**To do:** Repeat exactly the lines below that lie between the line with "Expected: for each instance of the yellow" and the line with "Expected: for each instance of the warm", counting both of those lines as part of the answer.

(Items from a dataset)

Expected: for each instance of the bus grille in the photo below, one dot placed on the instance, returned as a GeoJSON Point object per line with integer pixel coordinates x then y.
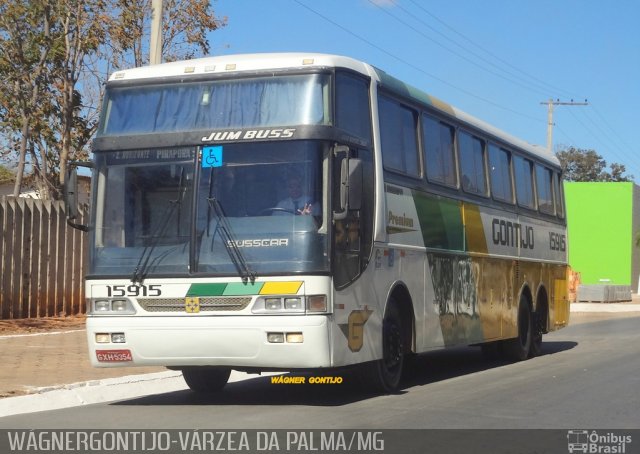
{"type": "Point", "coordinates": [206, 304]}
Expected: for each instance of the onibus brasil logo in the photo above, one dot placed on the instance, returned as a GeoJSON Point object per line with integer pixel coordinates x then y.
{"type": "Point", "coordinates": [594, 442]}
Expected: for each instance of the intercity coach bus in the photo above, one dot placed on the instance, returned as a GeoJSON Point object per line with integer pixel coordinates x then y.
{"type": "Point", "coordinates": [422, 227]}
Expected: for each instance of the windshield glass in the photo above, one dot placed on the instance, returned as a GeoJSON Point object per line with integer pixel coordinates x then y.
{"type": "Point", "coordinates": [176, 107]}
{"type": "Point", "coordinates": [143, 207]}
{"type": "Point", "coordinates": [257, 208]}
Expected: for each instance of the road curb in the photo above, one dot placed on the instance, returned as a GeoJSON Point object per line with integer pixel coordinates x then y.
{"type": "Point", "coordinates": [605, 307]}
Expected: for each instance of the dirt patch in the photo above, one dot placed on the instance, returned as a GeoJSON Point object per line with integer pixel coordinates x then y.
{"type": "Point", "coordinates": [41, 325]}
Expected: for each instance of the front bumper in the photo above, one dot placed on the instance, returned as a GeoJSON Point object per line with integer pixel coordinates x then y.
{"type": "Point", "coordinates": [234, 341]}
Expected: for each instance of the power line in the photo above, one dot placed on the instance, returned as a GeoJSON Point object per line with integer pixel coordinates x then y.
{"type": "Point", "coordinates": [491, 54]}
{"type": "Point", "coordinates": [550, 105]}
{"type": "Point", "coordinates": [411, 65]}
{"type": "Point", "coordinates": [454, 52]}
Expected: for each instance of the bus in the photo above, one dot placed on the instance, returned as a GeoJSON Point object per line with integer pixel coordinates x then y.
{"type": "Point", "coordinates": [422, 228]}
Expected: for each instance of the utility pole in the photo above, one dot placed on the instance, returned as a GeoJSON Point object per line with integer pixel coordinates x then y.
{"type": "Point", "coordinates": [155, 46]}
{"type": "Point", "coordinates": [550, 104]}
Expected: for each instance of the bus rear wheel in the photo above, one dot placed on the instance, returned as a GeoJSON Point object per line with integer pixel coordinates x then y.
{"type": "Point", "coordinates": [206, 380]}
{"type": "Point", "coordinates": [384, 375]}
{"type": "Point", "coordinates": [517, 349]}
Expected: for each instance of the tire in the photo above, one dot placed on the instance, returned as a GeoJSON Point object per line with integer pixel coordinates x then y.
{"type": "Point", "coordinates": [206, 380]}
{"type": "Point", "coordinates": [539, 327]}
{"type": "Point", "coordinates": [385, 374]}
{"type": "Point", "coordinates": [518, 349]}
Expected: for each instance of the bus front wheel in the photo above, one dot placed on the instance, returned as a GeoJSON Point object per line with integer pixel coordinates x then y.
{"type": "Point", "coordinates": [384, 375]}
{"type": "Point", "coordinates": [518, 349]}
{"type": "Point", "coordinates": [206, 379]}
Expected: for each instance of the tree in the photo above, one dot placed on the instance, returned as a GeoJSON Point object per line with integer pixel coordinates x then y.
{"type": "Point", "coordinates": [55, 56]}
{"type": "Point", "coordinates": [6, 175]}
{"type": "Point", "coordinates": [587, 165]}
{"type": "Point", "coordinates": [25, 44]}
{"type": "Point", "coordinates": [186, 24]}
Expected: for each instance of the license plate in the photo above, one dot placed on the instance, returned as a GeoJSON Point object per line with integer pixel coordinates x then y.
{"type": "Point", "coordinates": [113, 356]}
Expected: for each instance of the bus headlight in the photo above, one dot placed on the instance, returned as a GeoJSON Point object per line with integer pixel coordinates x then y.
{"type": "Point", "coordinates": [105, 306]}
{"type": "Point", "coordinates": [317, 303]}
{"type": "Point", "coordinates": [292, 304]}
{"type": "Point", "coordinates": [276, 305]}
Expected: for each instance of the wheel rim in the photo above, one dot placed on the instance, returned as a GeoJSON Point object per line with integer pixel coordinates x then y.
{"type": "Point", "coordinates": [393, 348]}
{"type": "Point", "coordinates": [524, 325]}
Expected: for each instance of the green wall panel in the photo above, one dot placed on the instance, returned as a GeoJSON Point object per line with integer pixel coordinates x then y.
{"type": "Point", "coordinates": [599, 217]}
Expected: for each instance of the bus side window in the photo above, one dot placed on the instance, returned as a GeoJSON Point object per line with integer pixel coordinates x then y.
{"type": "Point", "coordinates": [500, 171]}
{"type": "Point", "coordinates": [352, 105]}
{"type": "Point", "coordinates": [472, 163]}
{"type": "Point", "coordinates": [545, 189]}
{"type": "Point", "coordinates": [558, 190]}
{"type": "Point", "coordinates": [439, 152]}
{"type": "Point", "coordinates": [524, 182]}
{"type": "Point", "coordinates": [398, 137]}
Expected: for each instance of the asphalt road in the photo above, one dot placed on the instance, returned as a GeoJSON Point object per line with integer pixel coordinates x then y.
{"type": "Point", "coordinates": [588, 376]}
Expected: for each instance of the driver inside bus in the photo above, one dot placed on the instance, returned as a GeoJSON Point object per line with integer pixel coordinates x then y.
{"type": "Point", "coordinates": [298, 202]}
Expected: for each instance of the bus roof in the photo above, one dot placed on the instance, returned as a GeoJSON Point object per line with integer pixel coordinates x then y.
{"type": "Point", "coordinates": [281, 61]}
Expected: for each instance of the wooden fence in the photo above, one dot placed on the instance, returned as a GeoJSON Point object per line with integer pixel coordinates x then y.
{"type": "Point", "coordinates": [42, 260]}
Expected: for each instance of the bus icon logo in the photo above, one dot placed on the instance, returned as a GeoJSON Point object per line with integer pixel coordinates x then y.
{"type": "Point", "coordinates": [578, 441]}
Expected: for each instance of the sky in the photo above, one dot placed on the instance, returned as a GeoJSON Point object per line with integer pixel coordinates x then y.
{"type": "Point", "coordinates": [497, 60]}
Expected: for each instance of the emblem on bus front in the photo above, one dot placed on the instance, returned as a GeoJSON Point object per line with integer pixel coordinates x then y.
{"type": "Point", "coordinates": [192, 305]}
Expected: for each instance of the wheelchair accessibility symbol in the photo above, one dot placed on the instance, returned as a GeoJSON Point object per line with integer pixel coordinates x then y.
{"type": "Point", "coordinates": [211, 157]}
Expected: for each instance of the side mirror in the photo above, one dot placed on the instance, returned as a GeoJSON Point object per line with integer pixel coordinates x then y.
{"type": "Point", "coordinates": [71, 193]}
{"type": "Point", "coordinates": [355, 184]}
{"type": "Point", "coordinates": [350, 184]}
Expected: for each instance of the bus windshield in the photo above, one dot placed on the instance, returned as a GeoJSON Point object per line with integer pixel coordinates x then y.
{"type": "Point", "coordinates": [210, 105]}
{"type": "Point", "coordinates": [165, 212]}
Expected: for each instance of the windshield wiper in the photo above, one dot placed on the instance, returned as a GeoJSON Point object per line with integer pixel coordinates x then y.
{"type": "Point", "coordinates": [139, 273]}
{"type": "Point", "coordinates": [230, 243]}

==

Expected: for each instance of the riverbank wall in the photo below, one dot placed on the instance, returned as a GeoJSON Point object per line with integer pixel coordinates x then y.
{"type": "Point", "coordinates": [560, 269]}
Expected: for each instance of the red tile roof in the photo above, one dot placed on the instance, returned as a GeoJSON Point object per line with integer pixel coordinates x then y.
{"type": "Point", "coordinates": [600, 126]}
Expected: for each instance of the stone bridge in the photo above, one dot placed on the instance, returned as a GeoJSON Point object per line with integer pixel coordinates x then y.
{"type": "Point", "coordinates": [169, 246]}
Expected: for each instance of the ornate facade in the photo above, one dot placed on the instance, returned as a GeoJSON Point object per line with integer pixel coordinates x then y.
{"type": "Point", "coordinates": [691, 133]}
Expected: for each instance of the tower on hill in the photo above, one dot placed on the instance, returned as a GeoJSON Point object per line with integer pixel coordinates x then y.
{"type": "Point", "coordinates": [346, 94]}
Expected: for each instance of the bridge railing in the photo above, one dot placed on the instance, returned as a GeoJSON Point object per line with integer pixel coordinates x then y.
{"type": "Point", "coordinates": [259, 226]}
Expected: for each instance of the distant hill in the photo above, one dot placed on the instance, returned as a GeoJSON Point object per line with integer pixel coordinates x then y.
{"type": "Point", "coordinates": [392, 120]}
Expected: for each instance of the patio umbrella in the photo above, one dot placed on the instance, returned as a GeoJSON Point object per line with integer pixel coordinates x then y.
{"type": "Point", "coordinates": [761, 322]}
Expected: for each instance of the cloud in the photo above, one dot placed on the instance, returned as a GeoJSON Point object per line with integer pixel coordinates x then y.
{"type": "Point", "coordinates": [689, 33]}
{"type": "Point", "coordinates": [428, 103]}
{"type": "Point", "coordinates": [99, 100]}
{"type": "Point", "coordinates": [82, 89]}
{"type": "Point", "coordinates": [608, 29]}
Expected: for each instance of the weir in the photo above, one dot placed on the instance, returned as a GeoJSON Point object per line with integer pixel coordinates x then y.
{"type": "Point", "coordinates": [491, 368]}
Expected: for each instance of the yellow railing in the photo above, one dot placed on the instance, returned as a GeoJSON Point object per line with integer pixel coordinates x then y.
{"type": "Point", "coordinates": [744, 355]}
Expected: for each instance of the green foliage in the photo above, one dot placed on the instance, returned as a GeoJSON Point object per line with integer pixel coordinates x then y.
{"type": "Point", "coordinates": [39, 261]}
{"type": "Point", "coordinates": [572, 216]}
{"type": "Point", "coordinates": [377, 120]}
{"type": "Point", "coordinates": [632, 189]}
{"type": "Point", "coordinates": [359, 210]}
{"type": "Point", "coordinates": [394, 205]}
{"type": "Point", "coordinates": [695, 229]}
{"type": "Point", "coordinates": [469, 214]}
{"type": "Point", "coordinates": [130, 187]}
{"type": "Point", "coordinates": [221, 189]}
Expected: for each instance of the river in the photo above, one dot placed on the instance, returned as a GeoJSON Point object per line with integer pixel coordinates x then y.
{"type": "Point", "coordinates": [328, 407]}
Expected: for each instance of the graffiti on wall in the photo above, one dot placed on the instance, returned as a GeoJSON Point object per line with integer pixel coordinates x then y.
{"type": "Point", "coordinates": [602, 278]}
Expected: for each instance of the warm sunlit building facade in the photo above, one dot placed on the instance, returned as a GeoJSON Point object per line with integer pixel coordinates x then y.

---

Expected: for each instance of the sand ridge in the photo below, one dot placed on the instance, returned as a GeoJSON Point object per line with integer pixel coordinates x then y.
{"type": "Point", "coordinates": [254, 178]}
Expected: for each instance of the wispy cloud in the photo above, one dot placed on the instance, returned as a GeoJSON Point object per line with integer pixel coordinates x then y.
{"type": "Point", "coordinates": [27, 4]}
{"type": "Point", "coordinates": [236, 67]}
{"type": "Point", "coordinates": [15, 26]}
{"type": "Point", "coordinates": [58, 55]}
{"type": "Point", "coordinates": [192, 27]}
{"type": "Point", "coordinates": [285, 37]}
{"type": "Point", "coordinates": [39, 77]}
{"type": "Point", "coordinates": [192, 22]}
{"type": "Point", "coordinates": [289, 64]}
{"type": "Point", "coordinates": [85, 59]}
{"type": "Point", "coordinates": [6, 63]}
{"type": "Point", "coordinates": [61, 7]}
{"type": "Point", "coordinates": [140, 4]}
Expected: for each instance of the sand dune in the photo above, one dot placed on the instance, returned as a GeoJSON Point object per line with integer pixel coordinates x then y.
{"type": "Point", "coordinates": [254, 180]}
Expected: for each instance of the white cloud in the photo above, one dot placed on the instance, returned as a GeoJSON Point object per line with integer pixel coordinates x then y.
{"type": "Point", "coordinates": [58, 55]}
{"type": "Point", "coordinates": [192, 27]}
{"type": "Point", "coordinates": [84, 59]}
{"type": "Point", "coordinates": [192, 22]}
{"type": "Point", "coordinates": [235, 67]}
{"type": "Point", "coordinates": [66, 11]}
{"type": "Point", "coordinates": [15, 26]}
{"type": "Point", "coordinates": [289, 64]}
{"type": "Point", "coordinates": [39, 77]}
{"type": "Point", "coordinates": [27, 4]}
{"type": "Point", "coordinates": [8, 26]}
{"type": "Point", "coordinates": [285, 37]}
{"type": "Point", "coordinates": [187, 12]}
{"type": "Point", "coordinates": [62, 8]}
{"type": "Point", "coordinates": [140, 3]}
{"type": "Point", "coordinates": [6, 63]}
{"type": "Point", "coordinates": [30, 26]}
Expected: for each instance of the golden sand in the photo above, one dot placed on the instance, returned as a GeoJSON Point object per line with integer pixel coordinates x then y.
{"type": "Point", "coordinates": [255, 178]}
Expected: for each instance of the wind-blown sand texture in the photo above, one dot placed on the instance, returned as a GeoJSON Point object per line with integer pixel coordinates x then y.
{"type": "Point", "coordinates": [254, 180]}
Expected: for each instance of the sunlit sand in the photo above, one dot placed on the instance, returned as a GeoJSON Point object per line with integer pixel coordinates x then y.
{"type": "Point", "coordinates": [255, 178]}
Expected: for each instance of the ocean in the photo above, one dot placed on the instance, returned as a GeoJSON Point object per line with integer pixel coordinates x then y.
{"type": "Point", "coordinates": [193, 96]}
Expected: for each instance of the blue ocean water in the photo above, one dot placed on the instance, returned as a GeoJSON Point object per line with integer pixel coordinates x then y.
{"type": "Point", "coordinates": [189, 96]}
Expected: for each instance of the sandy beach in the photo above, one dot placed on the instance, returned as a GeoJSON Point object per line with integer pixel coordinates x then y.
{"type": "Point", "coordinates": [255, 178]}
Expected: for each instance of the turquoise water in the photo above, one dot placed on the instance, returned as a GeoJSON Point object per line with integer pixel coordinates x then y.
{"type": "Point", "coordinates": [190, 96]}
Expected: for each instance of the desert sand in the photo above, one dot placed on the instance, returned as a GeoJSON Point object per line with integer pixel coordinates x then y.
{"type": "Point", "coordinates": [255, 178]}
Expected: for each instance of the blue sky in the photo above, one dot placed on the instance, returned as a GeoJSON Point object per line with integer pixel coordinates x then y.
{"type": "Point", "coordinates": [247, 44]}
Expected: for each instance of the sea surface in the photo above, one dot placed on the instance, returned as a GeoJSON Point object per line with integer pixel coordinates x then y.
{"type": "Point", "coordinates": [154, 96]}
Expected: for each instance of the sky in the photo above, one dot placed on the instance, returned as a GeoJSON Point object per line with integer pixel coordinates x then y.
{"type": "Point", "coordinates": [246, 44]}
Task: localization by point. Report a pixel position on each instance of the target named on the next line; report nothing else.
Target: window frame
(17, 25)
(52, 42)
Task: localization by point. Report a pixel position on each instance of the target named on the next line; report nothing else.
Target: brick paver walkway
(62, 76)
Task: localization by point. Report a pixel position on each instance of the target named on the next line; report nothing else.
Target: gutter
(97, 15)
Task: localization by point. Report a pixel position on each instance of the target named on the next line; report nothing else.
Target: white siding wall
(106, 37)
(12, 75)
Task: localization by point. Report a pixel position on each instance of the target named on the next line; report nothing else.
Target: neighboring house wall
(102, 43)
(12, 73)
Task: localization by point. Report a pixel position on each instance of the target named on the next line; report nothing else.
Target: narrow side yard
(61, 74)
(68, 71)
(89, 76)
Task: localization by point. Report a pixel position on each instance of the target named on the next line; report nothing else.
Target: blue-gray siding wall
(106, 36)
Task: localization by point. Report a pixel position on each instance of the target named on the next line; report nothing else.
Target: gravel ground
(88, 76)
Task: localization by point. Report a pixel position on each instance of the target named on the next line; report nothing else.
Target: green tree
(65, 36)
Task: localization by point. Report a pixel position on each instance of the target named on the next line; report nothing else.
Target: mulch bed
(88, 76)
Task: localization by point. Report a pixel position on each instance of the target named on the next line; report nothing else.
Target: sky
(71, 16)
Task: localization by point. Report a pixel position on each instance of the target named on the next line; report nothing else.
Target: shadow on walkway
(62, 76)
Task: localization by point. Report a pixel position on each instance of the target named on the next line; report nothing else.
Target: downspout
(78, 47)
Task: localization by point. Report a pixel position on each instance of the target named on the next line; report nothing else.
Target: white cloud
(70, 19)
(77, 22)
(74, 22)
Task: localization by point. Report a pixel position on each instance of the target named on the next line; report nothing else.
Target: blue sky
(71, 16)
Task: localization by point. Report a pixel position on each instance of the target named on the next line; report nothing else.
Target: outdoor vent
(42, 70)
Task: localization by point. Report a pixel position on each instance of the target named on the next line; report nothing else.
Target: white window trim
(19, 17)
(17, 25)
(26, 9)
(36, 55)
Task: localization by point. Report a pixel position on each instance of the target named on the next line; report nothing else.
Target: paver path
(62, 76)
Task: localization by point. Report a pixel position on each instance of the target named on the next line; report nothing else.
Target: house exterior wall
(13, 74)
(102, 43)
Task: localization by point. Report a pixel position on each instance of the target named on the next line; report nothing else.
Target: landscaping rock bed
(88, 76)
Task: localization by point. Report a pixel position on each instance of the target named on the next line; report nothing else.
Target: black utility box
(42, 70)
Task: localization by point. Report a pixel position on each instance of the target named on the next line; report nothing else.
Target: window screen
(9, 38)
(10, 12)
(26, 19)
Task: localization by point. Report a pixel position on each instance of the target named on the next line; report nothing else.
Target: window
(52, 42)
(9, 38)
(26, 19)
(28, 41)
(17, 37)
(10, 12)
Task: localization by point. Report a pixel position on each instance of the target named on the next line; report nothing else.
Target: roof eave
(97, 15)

**Written solution:**
Expected: for each instance of the yellow railing in the photo above, one dot placed on the instance, returned as a GeoJSON Point object per line with integer pixel coordinates x then y.
{"type": "Point", "coordinates": [744, 355]}
Expected: for each instance of the green foliage in the photo above, one dot placed on the instance, returned as a GeoJSON Point object per line with integer pixel coordinates x then y.
{"type": "Point", "coordinates": [39, 261]}
{"type": "Point", "coordinates": [572, 216]}
{"type": "Point", "coordinates": [377, 120]}
{"type": "Point", "coordinates": [632, 189]}
{"type": "Point", "coordinates": [359, 210]}
{"type": "Point", "coordinates": [394, 205]}
{"type": "Point", "coordinates": [695, 229]}
{"type": "Point", "coordinates": [469, 214]}
{"type": "Point", "coordinates": [130, 187]}
{"type": "Point", "coordinates": [221, 189]}
Expected: for each instance of the river in the photo above, one dot placed on the instance, returned as a GeoJSON Point object per line with integer pixel coordinates x then y.
{"type": "Point", "coordinates": [328, 407]}
Expected: for each instance of the graffiti on wall in the photo above, one dot placed on the instance, returned as a GeoJSON Point object per line with integer pixel coordinates x then y.
{"type": "Point", "coordinates": [602, 278]}
Expected: for each instance of the warm sunlit building facade in the photo above, one dot placed on the instance, returned as a GeoJSON Point object per line with integer pixel coordinates x then y.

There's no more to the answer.